- [What is needed]: Go through the data below and return each line where the string "target" appears.
========
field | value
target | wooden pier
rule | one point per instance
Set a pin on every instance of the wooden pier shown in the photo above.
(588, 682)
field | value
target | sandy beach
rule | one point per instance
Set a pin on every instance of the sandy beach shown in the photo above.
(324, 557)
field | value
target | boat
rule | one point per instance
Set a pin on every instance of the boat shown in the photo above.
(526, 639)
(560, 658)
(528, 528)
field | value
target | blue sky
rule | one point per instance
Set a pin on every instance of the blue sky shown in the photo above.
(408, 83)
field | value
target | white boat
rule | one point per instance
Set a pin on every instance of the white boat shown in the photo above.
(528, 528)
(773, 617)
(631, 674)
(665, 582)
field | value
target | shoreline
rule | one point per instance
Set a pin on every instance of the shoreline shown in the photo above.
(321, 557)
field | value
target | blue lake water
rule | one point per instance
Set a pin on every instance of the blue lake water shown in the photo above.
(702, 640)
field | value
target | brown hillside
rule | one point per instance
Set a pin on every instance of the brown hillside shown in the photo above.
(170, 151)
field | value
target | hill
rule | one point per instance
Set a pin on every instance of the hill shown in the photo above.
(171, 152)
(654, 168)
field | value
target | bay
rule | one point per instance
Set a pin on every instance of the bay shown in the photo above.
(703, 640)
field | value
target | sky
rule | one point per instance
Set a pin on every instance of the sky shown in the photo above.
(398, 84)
========
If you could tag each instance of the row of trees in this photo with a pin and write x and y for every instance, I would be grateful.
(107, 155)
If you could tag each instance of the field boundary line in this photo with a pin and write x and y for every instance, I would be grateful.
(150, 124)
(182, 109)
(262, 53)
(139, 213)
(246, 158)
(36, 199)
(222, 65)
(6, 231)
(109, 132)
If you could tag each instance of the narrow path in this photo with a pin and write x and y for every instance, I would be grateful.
========
- [Answer]:
target | wooden pier
target | sandy beach
target | boat
target | blue sky
target | white boat
target | shoreline
target | blue lake water
target | brown hillside
target | hill
target | bay
target | sky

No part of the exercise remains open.